» **Your instructions**
Copy the records below line for line, leaving the pictures out of your answer.

» **Records provided**
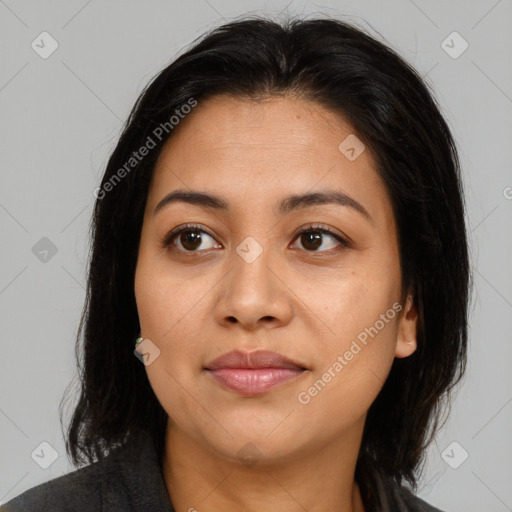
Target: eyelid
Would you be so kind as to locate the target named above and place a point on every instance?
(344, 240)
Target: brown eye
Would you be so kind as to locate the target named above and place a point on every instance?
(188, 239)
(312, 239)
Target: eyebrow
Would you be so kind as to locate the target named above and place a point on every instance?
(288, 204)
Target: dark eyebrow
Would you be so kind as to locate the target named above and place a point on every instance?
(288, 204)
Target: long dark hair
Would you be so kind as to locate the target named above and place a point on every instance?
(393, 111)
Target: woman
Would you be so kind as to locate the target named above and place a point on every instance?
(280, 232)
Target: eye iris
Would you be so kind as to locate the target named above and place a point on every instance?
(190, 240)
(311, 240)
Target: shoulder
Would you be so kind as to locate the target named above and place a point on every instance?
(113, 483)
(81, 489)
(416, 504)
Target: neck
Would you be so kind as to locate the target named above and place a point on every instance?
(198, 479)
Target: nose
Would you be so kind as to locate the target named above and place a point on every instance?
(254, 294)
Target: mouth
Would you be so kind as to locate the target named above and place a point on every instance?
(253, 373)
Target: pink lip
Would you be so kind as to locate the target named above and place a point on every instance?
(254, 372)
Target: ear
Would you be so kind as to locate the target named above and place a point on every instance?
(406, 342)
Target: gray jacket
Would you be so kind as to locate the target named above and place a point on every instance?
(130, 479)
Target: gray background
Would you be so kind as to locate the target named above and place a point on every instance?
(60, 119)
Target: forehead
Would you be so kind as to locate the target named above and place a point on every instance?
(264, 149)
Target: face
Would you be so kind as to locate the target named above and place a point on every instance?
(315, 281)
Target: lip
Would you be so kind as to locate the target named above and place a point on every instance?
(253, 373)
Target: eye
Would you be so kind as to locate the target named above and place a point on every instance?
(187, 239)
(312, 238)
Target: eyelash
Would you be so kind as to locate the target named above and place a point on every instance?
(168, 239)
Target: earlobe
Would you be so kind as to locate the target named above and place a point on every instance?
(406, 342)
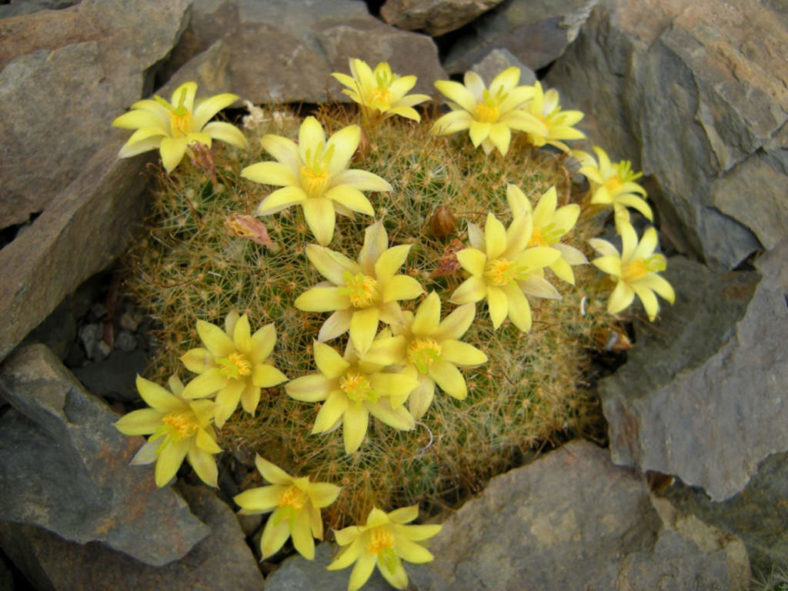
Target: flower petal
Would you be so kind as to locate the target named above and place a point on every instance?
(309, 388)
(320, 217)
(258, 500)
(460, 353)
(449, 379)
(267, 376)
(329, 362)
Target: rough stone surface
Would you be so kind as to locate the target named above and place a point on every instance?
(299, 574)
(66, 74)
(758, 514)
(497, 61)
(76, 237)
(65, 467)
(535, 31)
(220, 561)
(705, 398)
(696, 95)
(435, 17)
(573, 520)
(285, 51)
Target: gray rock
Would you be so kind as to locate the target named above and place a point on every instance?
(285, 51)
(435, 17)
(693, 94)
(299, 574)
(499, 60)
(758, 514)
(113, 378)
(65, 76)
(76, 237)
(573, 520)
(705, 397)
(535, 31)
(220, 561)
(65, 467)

» **Reply to the task**
Target: eyelid
Would you be so kind as to locate the target named above and place a point on every instance?
(344, 240)
Target: brown eye
Would you be so kind as to locate the target named above and place a point on every instance?
(188, 239)
(312, 239)
Target: eyebrow
Would you be so kind as to locate the target named above and place a point on every instance?
(288, 204)
Target: dark eyebrow
Would you be so kind as to locate the target named above and place a point on every instance?
(288, 204)
Target: long dark hair
Would you be so kind as to locate the target named above and place a point on every instance?
(393, 111)
Target: woman
Would you be so kind as to locate the target named above and place a point on every instance?
(280, 232)
Target: eye iris
Would you be so kind as to locate the target named above and place a point on every instance?
(190, 240)
(311, 240)
Target: shoulder
Would you be so kind as to locate the target named above and place a point on every instance?
(113, 483)
(81, 489)
(416, 504)
Target: neck
Would you be so kind as to locate the target named above and place a point on every instance?
(198, 479)
Target: nose
Would you be so kind as to locate the target named above and place a point on every instance?
(254, 294)
Target: mouth
Would you be so kind as to locate the target named above and place a point on every instance?
(253, 373)
Target: pink lip
Would you be so kind as to locate the target named above and place a point on every instance?
(254, 372)
Target: ear
Would you be so kind as to locate the target named above and place a point on every instance?
(406, 342)
Target: gray jacket
Would you be so kind as to locate the target named above and place a point on every instance?
(130, 479)
Target: gray background
Would you be so kind as to locate the target named above and place a point on every instance?
(60, 119)
Target: forehead
Would you be so kind as to locate the target named above and place a point on every instance?
(264, 149)
Target: face
Would you be so kind as to locate the target named above and place a point on every instance?
(315, 281)
Target: lip
Would you be so kind as to locate the target named above and place a point on every instance?
(253, 373)
Target: eye
Would you be so kind as to locate the target named above and place a point on every instance?
(187, 239)
(312, 238)
Target: eyelash
Would you be so kind as to locate the target named above and place a point on every instance?
(168, 239)
Target: earlobe
Would you be so kind as to locate the target named above and place a point on every instance?
(406, 342)
Target: flower petal
Would you be so kind as to locate the target named above and place a point on every instance?
(309, 388)
(320, 217)
(258, 500)
(460, 353)
(449, 379)
(267, 376)
(329, 362)
Target: rough stone surface
Would you be so kind as to locate the target named above and place a point on every instance?
(299, 574)
(66, 74)
(758, 514)
(497, 61)
(76, 237)
(65, 467)
(535, 31)
(220, 561)
(705, 398)
(696, 95)
(435, 17)
(573, 520)
(285, 51)
Target: gray rock
Would you be so kind as to locate the target named above and place a point on every instance?
(285, 51)
(435, 17)
(693, 94)
(299, 574)
(499, 60)
(758, 514)
(113, 378)
(65, 76)
(76, 237)
(573, 520)
(705, 397)
(535, 31)
(220, 561)
(65, 467)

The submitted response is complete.